== PROBLEM ==
In the forum thread about relocating to the U.S., repeat word for word the stretch from "Step 1) Lets" through "as US expat.".

== TEXT SECTION ==
# Relocating to the U.S.



## epkrebs (May 3, 2011)

Hi, I'm a U.S. citizen and have lived my whole life in Guatemala (except for when I went to school in NY). I would like to relocate to the US next summer 2012, but am overwhelmed with what has to be learned, i.e. property taxes, insurance, permits, best neighborhoods (North Carolina, Naples, FL, Vermont), taxes, etc. In other words, your basics.


----------



## Fatbrit (May 8, 2008)

epkrebs said:


> Hi, I'm a U.S. citizen and have lived my whole life in Guatemala (except for when I went to school in NY). I would like to relocate to the US next summer 2012, but am overwhelmed with what has to be learned, i.e. property taxes, insurance, permits, best neighborhoods (North Carolina, Naples, FL, Vermont), taxes, etc. In other words, your basics.


I think your question may be a little too wide to generate any useful replies.


----------



## twostep (Apr 3, 2008)

At least you do not have to worry about visas:>)
Step 1) Lets assume you have done your annual tax returns or you will use the search option to read up on Bev's instructions on how to get up to date with IRS as US expat.
Step 2) Pull your credit report and go over it. Everyone else will as soon as you touch US soil and you want to make sure it is correct.
Step 3) Give more information. What is a great neighborhood for me may not suit you at all.


----------



## Bevdeforges (Nov 16, 2007)

There are a few books out there designed for newcomers to America that would probably help you out a great deal - plus you can skip the visa parts. One I'm somewhat familiar with is called Living and Working in America and is put out by Survival Books in London. You can usually get it on Amazon, but if not, just google "Survival Books" and you can buy a copy direct from the publisher.

The US is a big place and you might want to concentrate your research on the area you're considering settling in. Things like property taxes can vary tremendously from one region to another. It may also depend on why you're relocating back to the US - job, family, school, etc, as there are different resources available to help you out, depending on what your connections and contacts are.
Cheers,
Bev


----------



## epkrebs (May 3, 2011)

epkrebs said:


> Hi, I'm a U.S. citizen and have lived my whole life in Guatemala (except for when I went to school in NY). I would like to relocate to the US next summer 2012, but am overwhelmed with what has to be learned, i.e. property taxes, insurance, permits, best neighborhoods (North Carolina, Naples, FL, Vermont), taxes, etc. In other words, your basics.


I think I'd like to relocate to the Naples/Fort Myers area.


----------

(Excerpts of location labeling data)
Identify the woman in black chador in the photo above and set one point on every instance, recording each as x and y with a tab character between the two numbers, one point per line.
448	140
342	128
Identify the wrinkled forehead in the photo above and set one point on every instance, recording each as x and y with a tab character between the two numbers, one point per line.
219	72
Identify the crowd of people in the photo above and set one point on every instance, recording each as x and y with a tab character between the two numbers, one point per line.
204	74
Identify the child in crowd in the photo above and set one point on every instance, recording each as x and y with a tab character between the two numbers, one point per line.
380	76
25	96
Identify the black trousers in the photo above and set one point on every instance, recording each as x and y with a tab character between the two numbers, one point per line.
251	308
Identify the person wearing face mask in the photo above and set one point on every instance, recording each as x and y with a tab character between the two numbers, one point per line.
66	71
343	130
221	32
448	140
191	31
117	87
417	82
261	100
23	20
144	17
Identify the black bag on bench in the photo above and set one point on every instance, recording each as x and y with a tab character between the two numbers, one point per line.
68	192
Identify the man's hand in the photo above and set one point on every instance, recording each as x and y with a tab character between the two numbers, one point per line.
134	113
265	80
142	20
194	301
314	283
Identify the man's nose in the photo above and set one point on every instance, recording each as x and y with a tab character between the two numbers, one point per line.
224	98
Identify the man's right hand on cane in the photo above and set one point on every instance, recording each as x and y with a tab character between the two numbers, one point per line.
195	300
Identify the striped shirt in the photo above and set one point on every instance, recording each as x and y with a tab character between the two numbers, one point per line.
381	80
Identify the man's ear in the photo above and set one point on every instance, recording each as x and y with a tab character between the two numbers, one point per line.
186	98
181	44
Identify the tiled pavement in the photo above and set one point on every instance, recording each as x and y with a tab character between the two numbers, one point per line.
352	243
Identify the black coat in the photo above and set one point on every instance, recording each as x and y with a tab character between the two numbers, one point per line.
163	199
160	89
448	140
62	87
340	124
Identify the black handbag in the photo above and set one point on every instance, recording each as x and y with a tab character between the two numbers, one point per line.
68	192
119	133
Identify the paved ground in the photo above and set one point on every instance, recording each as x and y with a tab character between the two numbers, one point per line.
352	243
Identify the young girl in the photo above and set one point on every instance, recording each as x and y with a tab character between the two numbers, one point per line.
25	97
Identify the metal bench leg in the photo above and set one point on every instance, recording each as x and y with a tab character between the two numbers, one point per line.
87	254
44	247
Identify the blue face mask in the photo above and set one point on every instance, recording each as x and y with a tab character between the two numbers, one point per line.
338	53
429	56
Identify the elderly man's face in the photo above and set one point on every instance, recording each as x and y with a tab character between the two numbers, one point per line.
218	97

== SOLUTION FOR THIS PROBLEM ==
Step 1) Lets assume you have done your annual tax returns or you will use the search option to read up on Bev's instructions on how to get up to date with IRS as US expat.